● Document excerpt
========
Comparing a new db snapshot to the previous and get a delta

Post questions here relative to DataStage Enterprise/PX Edition for such areas as Parallel job design, Parallel datasets, BuildOps, Wrappers, etc.

Moderators: chulett, rschirm, roy

Post Reply
dmotoc
Participant
Posts: 6
Joined: Mon Oct 13, 2008 11:30 am
Location: Canada

Comparing a new db snapshot to the previous and get a delta

Post by dmotoc »

Hello there

I'm trying to compare a new snapshot table (Oracle) with the previous, geta delta and then apply the delta to a destination table

The size of the snapshot(s) is quite big, 2-3 mil rows.

Which approach do you recomand? using datasets, Outer Joins?...

Thanks for your assistence
D
ray.wurlod
Participant
Posts: 54607
Joined: Wed Oct 23, 2002 10:52 pm
Location: Sydney, Australia
Contact:

Post by ray.wurlod »

Welcome aboard.

Many approaches are available. First question is how accessible the previous snapshot is. It's probable that Oracle has a comparison tool (I don't know).
========
● Problems and tasks
• 1. Using the forum thread on comparing database snapshots above, state whether each statement agrees with the thread, answering yes or no and quoting the deciding words: (a) The snapshots hold roughly two to three million rows. (b) The reply states with certainty that Oracle has a comparison tool. (c) The original poster's location is given as Sydney, Australia.
• 2. Render this sentence from the snapshot comparison thread into French: "First question is how accessible the previous snapshot is."
========
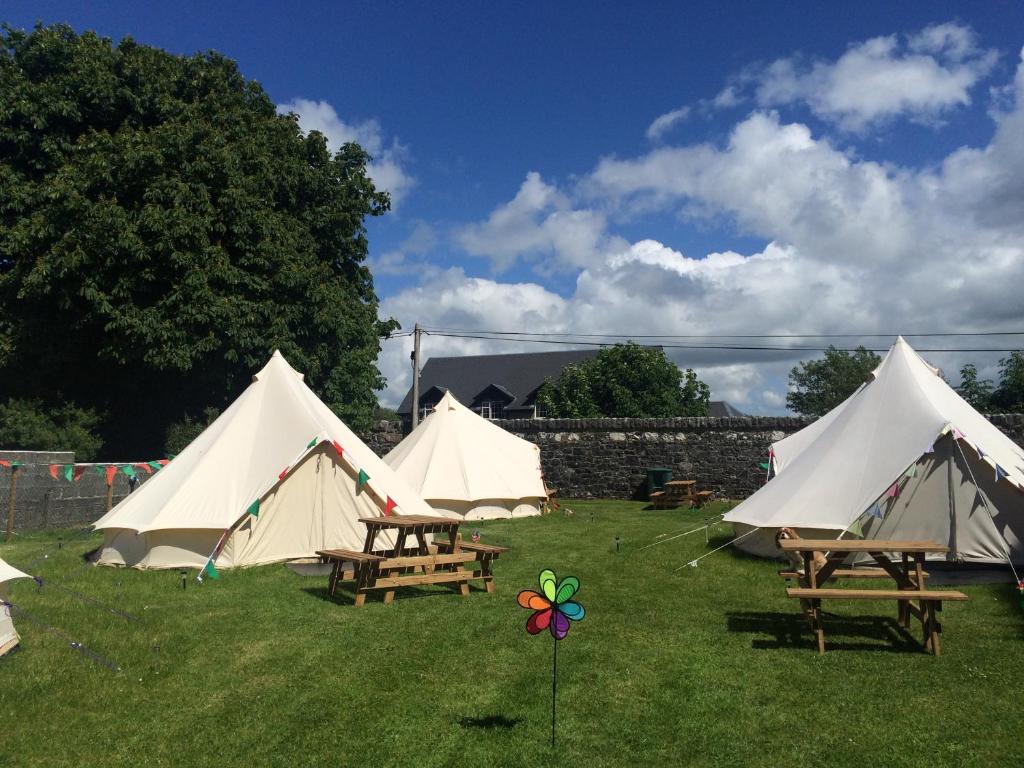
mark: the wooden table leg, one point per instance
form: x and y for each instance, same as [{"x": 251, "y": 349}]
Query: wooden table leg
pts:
[
  {"x": 333, "y": 582},
  {"x": 819, "y": 632},
  {"x": 488, "y": 580},
  {"x": 361, "y": 576}
]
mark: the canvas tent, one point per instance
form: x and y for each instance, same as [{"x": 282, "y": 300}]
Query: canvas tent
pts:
[
  {"x": 278, "y": 443},
  {"x": 8, "y": 635},
  {"x": 464, "y": 465},
  {"x": 904, "y": 457}
]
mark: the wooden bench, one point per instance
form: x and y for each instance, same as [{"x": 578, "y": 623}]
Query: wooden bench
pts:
[
  {"x": 484, "y": 554},
  {"x": 847, "y": 573},
  {"x": 926, "y": 612}
]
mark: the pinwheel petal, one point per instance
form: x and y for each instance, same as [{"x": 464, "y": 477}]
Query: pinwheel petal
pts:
[
  {"x": 539, "y": 622},
  {"x": 548, "y": 584},
  {"x": 572, "y": 610},
  {"x": 566, "y": 588},
  {"x": 531, "y": 600},
  {"x": 559, "y": 625}
]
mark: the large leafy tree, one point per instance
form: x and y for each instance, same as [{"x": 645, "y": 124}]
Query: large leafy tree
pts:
[
  {"x": 625, "y": 380},
  {"x": 978, "y": 392},
  {"x": 163, "y": 229},
  {"x": 1009, "y": 395},
  {"x": 818, "y": 386}
]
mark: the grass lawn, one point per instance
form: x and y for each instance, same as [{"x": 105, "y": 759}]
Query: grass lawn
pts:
[{"x": 710, "y": 666}]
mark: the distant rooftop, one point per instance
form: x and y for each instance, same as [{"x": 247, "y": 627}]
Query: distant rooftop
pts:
[{"x": 516, "y": 376}]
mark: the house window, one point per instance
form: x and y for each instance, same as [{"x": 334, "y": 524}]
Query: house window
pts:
[{"x": 492, "y": 410}]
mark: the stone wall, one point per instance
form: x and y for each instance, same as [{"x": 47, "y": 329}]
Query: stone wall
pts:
[
  {"x": 609, "y": 458},
  {"x": 582, "y": 458},
  {"x": 42, "y": 502}
]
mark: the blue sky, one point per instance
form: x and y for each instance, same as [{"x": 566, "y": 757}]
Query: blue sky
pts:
[{"x": 655, "y": 168}]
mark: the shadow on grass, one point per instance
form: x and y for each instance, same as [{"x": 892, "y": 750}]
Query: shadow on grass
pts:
[
  {"x": 842, "y": 633},
  {"x": 343, "y": 596},
  {"x": 489, "y": 722}
]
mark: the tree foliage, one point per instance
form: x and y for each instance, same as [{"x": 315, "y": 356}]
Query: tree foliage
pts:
[
  {"x": 625, "y": 381},
  {"x": 28, "y": 425},
  {"x": 818, "y": 386},
  {"x": 163, "y": 229},
  {"x": 1009, "y": 395},
  {"x": 978, "y": 392}
]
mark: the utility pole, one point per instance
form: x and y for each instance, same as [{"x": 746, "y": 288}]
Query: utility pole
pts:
[{"x": 417, "y": 332}]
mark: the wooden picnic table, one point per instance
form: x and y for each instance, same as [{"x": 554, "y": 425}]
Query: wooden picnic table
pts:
[
  {"x": 418, "y": 563},
  {"x": 675, "y": 493},
  {"x": 907, "y": 570}
]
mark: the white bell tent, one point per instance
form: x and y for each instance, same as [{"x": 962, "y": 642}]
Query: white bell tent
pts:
[
  {"x": 464, "y": 465},
  {"x": 275, "y": 477},
  {"x": 904, "y": 458},
  {"x": 8, "y": 635}
]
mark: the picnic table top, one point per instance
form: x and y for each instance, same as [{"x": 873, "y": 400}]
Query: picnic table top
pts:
[
  {"x": 410, "y": 521},
  {"x": 859, "y": 545}
]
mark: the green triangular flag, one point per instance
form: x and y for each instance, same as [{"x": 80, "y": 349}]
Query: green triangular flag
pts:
[{"x": 210, "y": 570}]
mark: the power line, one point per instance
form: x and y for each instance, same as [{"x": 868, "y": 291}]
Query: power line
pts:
[
  {"x": 441, "y": 331},
  {"x": 727, "y": 347}
]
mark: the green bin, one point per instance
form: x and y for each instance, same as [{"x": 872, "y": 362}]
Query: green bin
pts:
[{"x": 656, "y": 477}]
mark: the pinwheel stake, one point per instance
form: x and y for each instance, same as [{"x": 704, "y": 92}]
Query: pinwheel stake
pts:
[{"x": 553, "y": 608}]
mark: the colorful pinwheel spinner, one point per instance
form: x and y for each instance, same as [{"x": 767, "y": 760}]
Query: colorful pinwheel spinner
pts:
[{"x": 553, "y": 606}]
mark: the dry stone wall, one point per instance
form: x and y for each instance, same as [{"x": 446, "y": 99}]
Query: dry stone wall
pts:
[{"x": 582, "y": 458}]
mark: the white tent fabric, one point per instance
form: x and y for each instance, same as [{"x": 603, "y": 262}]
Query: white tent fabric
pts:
[
  {"x": 8, "y": 635},
  {"x": 464, "y": 465},
  {"x": 274, "y": 443},
  {"x": 905, "y": 428}
]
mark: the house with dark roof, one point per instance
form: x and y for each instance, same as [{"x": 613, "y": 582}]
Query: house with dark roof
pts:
[{"x": 501, "y": 386}]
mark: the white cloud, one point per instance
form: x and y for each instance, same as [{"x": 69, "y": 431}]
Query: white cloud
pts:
[
  {"x": 664, "y": 123},
  {"x": 851, "y": 245},
  {"x": 539, "y": 221},
  {"x": 386, "y": 169},
  {"x": 921, "y": 77}
]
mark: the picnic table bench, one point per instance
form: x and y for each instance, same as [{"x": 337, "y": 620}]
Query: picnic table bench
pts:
[
  {"x": 676, "y": 493},
  {"x": 441, "y": 562},
  {"x": 910, "y": 595}
]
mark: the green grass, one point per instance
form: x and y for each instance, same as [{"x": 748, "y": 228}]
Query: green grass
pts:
[{"x": 708, "y": 666}]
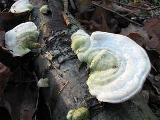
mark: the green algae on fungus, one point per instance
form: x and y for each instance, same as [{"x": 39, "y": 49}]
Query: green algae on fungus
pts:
[
  {"x": 118, "y": 65},
  {"x": 44, "y": 9},
  {"x": 21, "y": 6},
  {"x": 22, "y": 39},
  {"x": 81, "y": 113}
]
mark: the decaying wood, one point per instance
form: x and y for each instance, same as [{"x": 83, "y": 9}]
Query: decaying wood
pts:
[{"x": 68, "y": 76}]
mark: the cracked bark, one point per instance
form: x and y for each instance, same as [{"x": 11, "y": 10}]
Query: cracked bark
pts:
[{"x": 75, "y": 93}]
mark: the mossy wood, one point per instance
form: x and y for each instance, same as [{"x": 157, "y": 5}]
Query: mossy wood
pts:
[{"x": 68, "y": 89}]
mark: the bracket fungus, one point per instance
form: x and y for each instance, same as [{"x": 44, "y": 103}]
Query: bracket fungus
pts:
[
  {"x": 22, "y": 39},
  {"x": 21, "y": 6},
  {"x": 118, "y": 65}
]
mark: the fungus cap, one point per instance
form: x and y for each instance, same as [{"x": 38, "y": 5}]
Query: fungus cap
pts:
[
  {"x": 21, "y": 39},
  {"x": 119, "y": 66},
  {"x": 21, "y": 6}
]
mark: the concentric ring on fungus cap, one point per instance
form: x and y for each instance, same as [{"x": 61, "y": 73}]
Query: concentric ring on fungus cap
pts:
[{"x": 119, "y": 66}]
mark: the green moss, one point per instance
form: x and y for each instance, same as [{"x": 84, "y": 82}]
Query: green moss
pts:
[
  {"x": 78, "y": 114},
  {"x": 44, "y": 9}
]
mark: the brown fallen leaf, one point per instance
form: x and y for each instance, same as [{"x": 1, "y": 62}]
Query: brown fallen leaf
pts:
[
  {"x": 152, "y": 26},
  {"x": 138, "y": 34},
  {"x": 137, "y": 38}
]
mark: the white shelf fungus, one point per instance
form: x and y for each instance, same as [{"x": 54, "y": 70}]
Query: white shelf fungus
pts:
[
  {"x": 81, "y": 113},
  {"x": 118, "y": 65},
  {"x": 21, "y": 6},
  {"x": 21, "y": 39}
]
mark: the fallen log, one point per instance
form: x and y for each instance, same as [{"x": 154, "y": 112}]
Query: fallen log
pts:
[{"x": 68, "y": 76}]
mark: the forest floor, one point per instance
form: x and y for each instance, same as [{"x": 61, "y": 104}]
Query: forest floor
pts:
[{"x": 137, "y": 19}]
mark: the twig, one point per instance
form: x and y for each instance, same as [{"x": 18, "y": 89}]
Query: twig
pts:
[
  {"x": 63, "y": 87},
  {"x": 102, "y": 6}
]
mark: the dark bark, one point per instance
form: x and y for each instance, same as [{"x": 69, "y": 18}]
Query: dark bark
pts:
[{"x": 65, "y": 71}]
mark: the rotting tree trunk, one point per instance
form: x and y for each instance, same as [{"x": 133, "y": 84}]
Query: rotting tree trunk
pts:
[{"x": 68, "y": 87}]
========
● Results for each task
• 1.
(a) Yes: "The size of the snapshot(s) is quite big, 2-3 mil rows."
(b) No: "It's probable that Oracle has a comparison tool (I don't know)."
(c) No: "Location: Canada"

• 2. La première question est de savoir dans quelle mesure l'instantané précédent est accessible.